Every line from the line containing "If you would be willing to tag the stone pillar" through the final line of the data is to be printed exactly; no other line is to appear.

── DATASET RECORDS

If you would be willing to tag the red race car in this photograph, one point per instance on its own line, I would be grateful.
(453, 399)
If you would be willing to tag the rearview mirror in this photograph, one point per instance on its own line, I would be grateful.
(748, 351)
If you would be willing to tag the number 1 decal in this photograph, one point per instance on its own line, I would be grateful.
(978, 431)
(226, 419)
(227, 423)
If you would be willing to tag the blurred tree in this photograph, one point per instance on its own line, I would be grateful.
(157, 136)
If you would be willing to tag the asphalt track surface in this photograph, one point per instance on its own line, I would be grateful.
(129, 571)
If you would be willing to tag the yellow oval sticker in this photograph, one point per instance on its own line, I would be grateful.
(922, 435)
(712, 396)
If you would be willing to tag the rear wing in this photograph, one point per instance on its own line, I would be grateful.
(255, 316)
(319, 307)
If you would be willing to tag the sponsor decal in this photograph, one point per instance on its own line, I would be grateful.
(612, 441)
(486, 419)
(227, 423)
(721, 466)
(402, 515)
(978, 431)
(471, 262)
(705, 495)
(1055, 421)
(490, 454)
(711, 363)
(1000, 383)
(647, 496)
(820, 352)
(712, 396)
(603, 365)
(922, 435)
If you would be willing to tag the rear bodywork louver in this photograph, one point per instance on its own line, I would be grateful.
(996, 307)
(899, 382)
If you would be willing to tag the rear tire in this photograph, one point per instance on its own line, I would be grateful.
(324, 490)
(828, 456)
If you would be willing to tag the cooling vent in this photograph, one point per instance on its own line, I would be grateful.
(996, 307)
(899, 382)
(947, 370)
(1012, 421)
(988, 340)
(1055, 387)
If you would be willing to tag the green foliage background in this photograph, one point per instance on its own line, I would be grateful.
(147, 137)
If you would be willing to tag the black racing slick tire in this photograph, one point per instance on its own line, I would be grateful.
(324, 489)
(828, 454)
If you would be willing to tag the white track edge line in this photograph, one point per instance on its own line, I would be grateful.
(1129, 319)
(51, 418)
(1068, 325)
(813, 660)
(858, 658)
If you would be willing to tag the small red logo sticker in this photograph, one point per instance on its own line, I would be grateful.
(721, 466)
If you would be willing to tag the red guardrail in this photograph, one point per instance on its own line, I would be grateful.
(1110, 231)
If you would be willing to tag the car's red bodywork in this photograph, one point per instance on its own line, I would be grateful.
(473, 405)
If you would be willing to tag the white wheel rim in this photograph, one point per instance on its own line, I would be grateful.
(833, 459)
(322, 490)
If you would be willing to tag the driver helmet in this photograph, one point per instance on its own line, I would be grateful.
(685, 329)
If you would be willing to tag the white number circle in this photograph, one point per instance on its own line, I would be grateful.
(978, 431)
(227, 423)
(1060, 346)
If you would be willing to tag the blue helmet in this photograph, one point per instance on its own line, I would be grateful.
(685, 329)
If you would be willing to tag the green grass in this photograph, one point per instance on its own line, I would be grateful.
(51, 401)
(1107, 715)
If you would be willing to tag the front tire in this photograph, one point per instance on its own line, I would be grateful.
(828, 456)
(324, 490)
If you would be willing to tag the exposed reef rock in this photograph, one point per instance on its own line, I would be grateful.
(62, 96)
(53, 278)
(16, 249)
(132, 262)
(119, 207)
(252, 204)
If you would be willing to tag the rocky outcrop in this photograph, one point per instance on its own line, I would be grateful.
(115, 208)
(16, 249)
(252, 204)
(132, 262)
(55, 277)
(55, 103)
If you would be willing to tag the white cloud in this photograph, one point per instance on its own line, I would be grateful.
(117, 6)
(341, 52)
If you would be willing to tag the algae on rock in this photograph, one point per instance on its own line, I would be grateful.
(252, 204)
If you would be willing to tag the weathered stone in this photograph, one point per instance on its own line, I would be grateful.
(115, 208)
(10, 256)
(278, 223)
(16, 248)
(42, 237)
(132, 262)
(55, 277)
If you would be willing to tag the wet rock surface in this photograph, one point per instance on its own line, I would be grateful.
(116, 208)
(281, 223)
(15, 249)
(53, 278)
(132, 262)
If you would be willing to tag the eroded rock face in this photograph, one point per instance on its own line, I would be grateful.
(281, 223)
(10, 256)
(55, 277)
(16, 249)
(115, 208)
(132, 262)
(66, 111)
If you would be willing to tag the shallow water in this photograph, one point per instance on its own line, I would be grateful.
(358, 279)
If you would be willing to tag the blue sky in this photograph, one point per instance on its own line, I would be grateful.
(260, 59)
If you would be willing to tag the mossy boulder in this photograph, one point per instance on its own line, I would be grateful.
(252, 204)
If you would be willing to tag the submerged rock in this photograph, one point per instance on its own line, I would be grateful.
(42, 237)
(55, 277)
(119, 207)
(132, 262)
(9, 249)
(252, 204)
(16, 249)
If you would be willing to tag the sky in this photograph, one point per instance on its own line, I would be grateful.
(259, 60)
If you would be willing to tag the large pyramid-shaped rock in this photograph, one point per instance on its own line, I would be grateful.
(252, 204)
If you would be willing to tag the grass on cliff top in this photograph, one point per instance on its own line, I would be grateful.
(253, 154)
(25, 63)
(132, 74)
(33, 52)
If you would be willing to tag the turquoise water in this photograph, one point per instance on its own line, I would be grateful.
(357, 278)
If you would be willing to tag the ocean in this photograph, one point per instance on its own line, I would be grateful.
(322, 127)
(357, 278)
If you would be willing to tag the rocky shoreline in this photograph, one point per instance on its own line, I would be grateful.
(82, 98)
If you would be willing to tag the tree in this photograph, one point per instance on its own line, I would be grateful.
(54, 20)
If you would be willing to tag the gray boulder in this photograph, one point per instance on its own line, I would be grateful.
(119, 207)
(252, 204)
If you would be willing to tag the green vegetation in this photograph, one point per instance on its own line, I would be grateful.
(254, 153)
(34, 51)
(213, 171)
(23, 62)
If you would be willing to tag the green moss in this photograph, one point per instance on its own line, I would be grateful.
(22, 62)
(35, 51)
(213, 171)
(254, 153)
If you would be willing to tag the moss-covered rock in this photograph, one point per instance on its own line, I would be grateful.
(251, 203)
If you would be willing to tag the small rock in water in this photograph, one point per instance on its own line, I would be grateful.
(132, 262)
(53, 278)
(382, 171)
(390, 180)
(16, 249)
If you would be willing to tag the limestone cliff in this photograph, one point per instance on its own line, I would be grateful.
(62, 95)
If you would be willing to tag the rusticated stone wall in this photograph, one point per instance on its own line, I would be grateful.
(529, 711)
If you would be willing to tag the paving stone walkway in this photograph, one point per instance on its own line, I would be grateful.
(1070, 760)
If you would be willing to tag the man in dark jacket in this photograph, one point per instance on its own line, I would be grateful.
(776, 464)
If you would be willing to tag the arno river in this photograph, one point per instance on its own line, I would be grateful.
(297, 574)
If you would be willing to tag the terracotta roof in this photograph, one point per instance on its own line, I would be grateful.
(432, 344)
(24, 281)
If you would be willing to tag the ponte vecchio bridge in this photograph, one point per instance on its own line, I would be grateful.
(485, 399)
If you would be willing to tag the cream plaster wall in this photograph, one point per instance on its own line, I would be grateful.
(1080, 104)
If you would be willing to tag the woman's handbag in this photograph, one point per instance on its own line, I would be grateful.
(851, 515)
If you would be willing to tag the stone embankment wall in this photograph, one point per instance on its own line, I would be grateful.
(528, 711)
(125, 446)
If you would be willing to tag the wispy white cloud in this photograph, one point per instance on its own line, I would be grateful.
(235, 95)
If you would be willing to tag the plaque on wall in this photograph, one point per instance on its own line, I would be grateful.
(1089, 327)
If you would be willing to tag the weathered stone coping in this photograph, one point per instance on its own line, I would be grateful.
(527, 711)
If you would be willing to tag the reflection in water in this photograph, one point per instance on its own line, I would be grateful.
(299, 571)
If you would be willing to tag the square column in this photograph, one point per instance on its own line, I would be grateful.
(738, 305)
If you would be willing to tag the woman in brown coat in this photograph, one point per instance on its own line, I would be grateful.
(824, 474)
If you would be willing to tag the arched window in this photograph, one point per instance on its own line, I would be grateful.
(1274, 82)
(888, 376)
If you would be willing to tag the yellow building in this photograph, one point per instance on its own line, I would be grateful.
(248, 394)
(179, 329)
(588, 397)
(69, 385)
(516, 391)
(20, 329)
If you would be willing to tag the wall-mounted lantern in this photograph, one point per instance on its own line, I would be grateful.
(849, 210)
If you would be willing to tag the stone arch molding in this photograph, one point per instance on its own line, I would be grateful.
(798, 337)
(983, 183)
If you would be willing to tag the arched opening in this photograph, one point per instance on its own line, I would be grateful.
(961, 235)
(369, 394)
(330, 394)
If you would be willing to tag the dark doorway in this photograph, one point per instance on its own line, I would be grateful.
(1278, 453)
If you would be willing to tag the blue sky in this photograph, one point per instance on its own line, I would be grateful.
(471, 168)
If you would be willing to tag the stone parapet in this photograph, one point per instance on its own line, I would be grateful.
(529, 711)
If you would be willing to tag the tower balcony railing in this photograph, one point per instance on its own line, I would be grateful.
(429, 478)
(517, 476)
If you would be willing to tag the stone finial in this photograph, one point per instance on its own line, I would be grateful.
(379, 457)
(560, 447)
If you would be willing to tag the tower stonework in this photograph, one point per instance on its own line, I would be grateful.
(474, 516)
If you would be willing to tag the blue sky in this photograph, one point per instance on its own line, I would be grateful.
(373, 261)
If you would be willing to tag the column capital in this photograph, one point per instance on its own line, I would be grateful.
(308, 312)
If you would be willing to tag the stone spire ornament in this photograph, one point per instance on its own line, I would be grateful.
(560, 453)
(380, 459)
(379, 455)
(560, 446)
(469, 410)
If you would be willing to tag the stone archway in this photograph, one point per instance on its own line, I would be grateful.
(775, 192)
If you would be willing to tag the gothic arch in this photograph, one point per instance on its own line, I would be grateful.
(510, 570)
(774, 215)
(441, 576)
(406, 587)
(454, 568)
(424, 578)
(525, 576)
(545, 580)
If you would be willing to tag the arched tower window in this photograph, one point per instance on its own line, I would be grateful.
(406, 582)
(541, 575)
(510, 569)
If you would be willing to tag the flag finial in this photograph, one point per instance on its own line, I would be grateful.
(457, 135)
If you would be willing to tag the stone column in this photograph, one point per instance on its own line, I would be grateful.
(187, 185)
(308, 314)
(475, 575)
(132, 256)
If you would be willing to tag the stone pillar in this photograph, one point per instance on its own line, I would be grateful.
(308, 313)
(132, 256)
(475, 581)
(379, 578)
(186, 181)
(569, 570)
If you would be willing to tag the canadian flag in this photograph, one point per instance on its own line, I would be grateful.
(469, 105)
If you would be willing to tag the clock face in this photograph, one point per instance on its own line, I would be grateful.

────

◆ **SOLUTION**:
If you would be willing to tag the stone pillar in this photograph, one point per instance on its own line, I would be grateful.
(308, 313)
(132, 256)
(475, 581)
(379, 578)
(186, 181)
(569, 570)
If you would be willing to tag the canadian flag in this photograph, one point per instance on its own line, I would be grateful.
(469, 105)
If you would be willing to tag the clock face in this photograph, one point per instance on its own line, I would be grateful.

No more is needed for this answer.